### WORK TASK
Please transcribe the following records in full, exactly as given.

__________________________________________________

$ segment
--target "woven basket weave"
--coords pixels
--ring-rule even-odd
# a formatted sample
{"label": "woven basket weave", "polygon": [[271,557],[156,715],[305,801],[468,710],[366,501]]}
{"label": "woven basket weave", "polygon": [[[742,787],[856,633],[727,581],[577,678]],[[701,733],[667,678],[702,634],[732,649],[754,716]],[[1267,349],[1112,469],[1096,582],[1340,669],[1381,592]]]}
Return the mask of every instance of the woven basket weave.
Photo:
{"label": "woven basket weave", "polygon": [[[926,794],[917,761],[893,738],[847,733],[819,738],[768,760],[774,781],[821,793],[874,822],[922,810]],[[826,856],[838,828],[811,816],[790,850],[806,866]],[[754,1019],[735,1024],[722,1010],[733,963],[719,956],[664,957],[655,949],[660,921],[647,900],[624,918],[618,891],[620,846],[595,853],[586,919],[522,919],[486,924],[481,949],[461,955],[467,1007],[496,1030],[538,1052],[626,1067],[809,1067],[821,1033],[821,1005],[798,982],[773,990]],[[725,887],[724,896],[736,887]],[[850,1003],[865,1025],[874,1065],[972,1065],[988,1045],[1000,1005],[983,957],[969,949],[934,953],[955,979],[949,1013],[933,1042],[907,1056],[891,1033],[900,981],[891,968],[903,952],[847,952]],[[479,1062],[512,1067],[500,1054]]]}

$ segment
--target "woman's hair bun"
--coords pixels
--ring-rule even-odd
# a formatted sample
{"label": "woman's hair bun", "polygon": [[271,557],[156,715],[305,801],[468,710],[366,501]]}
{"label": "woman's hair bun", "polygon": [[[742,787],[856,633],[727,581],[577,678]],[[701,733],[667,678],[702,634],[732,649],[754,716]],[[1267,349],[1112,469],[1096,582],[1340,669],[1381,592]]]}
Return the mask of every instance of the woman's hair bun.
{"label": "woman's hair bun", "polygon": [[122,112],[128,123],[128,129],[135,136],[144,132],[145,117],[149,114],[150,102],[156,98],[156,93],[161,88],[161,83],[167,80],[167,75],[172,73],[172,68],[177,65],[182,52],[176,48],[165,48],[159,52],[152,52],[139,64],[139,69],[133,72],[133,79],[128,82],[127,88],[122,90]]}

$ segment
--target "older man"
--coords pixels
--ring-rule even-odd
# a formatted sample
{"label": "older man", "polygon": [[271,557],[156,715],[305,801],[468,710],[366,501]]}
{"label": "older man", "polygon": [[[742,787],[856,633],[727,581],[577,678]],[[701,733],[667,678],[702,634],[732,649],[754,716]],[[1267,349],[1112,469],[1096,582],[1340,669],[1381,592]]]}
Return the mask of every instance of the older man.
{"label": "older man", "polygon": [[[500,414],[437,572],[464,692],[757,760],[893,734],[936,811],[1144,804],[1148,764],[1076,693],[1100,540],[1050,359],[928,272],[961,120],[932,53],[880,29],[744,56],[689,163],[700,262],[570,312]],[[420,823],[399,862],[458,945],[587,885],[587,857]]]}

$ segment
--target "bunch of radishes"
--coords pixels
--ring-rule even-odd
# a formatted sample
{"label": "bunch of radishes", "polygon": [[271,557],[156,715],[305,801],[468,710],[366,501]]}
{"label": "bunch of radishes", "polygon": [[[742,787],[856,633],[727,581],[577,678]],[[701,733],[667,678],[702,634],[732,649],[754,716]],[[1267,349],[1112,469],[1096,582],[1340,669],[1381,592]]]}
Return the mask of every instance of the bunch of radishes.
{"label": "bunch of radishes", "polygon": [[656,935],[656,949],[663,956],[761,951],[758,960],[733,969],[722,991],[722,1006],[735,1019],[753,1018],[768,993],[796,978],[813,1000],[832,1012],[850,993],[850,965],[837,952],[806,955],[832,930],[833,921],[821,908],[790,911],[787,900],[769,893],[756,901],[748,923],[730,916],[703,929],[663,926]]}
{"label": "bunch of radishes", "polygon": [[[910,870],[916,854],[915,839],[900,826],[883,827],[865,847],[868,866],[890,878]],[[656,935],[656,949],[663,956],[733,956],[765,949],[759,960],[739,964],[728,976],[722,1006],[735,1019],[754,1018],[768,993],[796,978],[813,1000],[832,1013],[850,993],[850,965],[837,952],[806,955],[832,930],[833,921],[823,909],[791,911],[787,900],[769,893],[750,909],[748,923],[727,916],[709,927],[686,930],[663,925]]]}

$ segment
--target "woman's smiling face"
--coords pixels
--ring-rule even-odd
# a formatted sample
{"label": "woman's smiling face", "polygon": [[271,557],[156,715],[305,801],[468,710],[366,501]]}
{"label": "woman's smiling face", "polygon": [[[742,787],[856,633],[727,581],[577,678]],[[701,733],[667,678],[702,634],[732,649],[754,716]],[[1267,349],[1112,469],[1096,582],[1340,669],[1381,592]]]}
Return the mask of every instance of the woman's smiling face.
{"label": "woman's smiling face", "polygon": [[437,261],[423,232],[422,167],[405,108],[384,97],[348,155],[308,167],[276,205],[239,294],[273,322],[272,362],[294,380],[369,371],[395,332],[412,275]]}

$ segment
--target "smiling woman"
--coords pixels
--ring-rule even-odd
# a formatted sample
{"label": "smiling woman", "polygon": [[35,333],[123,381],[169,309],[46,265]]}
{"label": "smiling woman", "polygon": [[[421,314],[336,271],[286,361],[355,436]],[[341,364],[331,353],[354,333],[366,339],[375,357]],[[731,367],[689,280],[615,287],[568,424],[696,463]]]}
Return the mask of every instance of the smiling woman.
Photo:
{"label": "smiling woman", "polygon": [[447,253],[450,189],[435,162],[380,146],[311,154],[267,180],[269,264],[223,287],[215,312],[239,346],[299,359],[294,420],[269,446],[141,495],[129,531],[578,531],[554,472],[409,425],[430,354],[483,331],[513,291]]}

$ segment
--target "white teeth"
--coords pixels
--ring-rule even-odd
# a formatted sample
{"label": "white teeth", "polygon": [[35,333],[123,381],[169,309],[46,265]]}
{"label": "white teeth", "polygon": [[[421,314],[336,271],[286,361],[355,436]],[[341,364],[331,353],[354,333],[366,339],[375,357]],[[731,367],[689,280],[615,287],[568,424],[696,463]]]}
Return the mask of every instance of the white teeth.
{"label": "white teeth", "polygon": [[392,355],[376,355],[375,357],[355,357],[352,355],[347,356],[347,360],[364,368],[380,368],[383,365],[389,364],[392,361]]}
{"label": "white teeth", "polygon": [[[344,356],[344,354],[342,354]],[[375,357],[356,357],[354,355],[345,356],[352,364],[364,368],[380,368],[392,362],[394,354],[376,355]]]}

__________________________________________________

### SOLUTION FOR THIS EXERCISE
$ segment
--target "woven basket weave"
--coords pixels
--ring-rule even-odd
# a formatted sample
{"label": "woven basket weave", "polygon": [[271,557],[156,715],[305,801],[468,710],[366,501]]}
{"label": "woven basket weave", "polygon": [[[742,787],[856,633],[727,581],[577,678]],[[701,733],[667,678],[702,634],[732,649],[754,716]],[[1267,349],[1112,469],[1096,582],[1340,669],[1381,592]]]}
Return the mask of every instance of the woven basket weave.
Photo:
{"label": "woven basket weave", "polygon": [[[926,794],[917,761],[893,738],[847,733],[819,738],[768,760],[774,781],[821,793],[874,822],[922,810]],[[826,856],[838,828],[811,816],[790,850],[806,866]],[[754,1019],[735,1024],[722,1010],[733,963],[719,956],[664,957],[655,949],[660,921],[647,900],[624,918],[618,891],[620,846],[595,853],[586,919],[522,919],[486,924],[481,949],[461,955],[467,1007],[496,1030],[538,1052],[626,1067],[809,1067],[821,1033],[821,1005],[798,982],[773,990]],[[725,887],[724,896],[736,887]],[[850,1003],[865,1025],[874,1065],[972,1065],[988,1045],[1000,1005],[983,957],[969,949],[934,953],[955,979],[949,1013],[933,1042],[907,1056],[891,1033],[900,981],[891,968],[903,952],[847,952]],[[479,1062],[512,1067],[500,1054]]]}

$ segment
--target "woman's hair bun"
--coords pixels
--ring-rule even-odd
# a formatted sample
{"label": "woman's hair bun", "polygon": [[271,557],[156,715],[305,801],[468,710],[366,501]]}
{"label": "woman's hair bun", "polygon": [[[742,787],[856,633],[727,581],[577,678]],[[701,733],[667,678],[702,634],[732,649],[754,716]],[[1267,349],[1112,469],[1096,582],[1340,669],[1381,592]]]}
Return the mask of every instance of the woman's hair bun.
{"label": "woman's hair bun", "polygon": [[122,112],[128,123],[128,129],[135,136],[144,132],[145,117],[149,114],[150,102],[156,98],[156,93],[161,88],[161,83],[167,80],[167,75],[172,73],[172,68],[177,65],[182,52],[176,48],[165,48],[159,52],[152,52],[139,64],[139,69],[133,72],[133,79],[128,82],[127,88],[122,90]]}

$ segment
--target "older man"
--coords pixels
--ring-rule even-odd
# a formatted sample
{"label": "older man", "polygon": [[271,557],[156,715],[305,801],[468,710],[366,501]]}
{"label": "older man", "polygon": [[[742,787],[856,633],[727,581],[577,678]],[[701,733],[667,678],[702,634],[732,649],[754,716]],[[1267,349],[1112,469],[1096,582],[1340,669],[1381,592]]]}
Return the mask of every instance of the older man.
{"label": "older man", "polygon": [[[500,414],[437,572],[464,692],[757,760],[893,734],[936,811],[1144,804],[1148,764],[1076,693],[1100,540],[1050,359],[928,272],[961,120],[932,53],[880,29],[744,56],[689,163],[700,262],[570,312]],[[420,823],[399,862],[458,945],[587,885],[587,857]]]}

$ segment
--target "bunch of radishes"
--coords pixels
--ring-rule even-odd
# a formatted sample
{"label": "bunch of radishes", "polygon": [[271,557],[156,715],[305,801],[468,710],[366,501]]}
{"label": "bunch of radishes", "polygon": [[[742,787],[856,633],[727,581],[577,678]],[[701,733],[667,678],[702,634],[732,649],[754,716]],[[1267,349],[1112,469],[1096,582],[1340,669],[1381,592]]]}
Return the mask of every instance of the bunch of radishes.
{"label": "bunch of radishes", "polygon": [[656,935],[656,949],[663,956],[761,951],[758,960],[733,969],[722,991],[722,1006],[735,1019],[753,1018],[768,993],[796,978],[813,1000],[832,1012],[850,993],[850,965],[837,952],[806,955],[832,930],[833,921],[821,908],[790,911],[787,900],[769,893],[756,901],[748,923],[730,916],[703,929],[663,926]]}
{"label": "bunch of radishes", "polygon": [[[910,870],[916,854],[915,839],[900,826],[883,827],[865,847],[868,866],[890,878]],[[656,935],[656,949],[663,956],[733,956],[765,949],[759,960],[739,964],[728,976],[722,1006],[735,1019],[754,1018],[768,993],[796,978],[813,1000],[832,1013],[850,993],[850,965],[837,952],[806,955],[832,930],[833,921],[823,909],[791,911],[787,900],[769,893],[750,909],[748,923],[727,916],[709,927],[686,930],[663,925]]]}

$ segment
--target "woman's smiling face"
--coords pixels
--ring-rule even-odd
# a formatted sample
{"label": "woman's smiling face", "polygon": [[271,557],[156,715],[305,801],[468,710],[366,501]]}
{"label": "woman's smiling face", "polygon": [[[742,787],[856,633],[727,581],[577,678]],[[701,733],[667,678],[702,634],[732,649],[754,716]],[[1267,349],[1112,469],[1096,582],[1340,669],[1381,592]]]}
Return the mask of every instance of the woman's smiling face.
{"label": "woman's smiling face", "polygon": [[437,261],[423,232],[422,167],[405,108],[384,97],[348,155],[308,167],[276,205],[239,294],[273,322],[272,362],[294,380],[369,371],[395,332],[412,275]]}

$ segment
--target "smiling woman"
--coords pixels
--ring-rule even-odd
# a formatted sample
{"label": "smiling woman", "polygon": [[35,333],[123,381],[169,309],[46,265]]}
{"label": "smiling woman", "polygon": [[[421,314],[336,271],[286,361],[355,436]],[[341,364],[331,353],[354,333],[366,339],[375,357]],[[731,367],[689,280],[615,287],[568,424],[696,463]]]}
Return the mask of every instance of the smiling woman.
Photo:
{"label": "smiling woman", "polygon": [[447,253],[450,189],[435,162],[380,146],[311,154],[267,180],[269,264],[223,287],[215,312],[239,346],[299,359],[294,420],[269,446],[141,495],[129,531],[578,531],[554,472],[409,425],[430,354],[483,331],[513,291]]}

$ segment
--target "white teeth"
--coords pixels
--ring-rule even-odd
# a formatted sample
{"label": "white teeth", "polygon": [[35,333],[123,381],[169,309],[46,265]]}
{"label": "white teeth", "polygon": [[[421,314],[336,271],[286,361],[355,436]],[[341,364],[331,353],[354,333],[366,339],[375,357]],[[731,367],[689,280],[615,287],[568,424],[696,463]]]}
Return the mask of every instance of the white teeth.
{"label": "white teeth", "polygon": [[392,355],[376,355],[375,357],[355,357],[352,355],[347,356],[347,360],[364,368],[380,368],[383,365],[389,364],[392,361]]}
{"label": "white teeth", "polygon": [[[344,356],[344,354],[342,354]],[[375,357],[356,357],[354,355],[345,356],[352,364],[364,368],[380,368],[392,362],[394,354],[376,355]]]}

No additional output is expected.